▶ [Set task]: Please copy the data between the lines holding "locate the grassy" and "(104, 353), (1270, 384)", inclusive, and offset each bounding-box coordinate given as an answer by 109. Keep every other line unchanged.

▶ [Data to process]:
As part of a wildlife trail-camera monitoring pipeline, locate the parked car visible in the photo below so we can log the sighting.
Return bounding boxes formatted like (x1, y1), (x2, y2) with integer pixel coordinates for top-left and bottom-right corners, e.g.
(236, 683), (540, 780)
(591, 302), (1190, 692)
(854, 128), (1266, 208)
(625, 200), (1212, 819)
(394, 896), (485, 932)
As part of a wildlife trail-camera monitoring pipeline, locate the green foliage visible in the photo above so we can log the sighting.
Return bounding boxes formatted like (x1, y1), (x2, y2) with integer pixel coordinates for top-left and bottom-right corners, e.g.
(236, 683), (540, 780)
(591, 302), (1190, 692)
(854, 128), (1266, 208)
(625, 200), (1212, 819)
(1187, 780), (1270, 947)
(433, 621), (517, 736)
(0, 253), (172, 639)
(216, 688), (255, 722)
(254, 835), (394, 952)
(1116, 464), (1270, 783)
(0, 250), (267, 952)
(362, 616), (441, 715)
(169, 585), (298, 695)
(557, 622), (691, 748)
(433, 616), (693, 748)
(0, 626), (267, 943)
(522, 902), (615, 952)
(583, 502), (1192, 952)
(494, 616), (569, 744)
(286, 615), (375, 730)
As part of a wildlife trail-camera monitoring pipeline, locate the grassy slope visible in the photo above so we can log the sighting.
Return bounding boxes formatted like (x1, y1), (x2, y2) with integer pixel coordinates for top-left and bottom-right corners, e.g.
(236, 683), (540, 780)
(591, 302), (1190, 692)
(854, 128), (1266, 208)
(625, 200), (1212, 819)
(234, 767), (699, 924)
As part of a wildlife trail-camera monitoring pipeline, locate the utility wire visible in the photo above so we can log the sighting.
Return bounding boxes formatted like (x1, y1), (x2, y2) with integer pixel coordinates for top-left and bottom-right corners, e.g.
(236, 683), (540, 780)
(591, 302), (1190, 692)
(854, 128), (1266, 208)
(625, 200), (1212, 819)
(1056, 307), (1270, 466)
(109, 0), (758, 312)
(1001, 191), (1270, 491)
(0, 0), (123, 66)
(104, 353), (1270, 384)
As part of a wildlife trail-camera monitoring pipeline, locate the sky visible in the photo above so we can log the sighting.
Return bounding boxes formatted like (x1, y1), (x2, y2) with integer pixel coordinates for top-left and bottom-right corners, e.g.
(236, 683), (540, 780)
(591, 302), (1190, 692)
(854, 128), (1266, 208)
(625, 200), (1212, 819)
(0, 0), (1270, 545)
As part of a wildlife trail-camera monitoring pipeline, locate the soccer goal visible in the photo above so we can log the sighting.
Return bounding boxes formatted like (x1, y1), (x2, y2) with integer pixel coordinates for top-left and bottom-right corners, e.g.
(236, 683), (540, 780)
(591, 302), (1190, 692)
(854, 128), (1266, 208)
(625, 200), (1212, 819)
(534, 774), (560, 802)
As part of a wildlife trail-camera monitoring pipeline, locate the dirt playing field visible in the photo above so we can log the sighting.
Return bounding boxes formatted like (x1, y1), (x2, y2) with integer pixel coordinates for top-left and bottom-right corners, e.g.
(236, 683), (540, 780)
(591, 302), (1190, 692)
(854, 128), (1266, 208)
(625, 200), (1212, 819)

▶ [Solution]:
As part of a wildlife trail-camera monitoring pipeline, locate the grassy slope visible in the photo above so we can log the sighting.
Return bounding boxes formatted like (x1, y1), (x2, y2) with integer pixel coordinates for top-left and bottom-right corners, e.g.
(236, 683), (540, 780)
(591, 302), (1190, 692)
(854, 128), (1266, 208)
(625, 200), (1212, 819)
(343, 876), (808, 1033)
As part of a wildlife trail-camera monitoring pipeline, locate the utility wire visible in the photo above so we can log the sighting.
Return bounding boxes formatted like (x1, y1), (x2, y2) with integer pixel coordinates for top-left and bottom-right corners, e.g.
(236, 683), (540, 780)
(591, 302), (1190, 692)
(854, 128), (1266, 208)
(625, 200), (1212, 819)
(1165, 416), (1379, 575)
(218, 109), (867, 421)
(1110, 300), (1379, 600)
(109, 109), (232, 175)
(213, 462), (1379, 493)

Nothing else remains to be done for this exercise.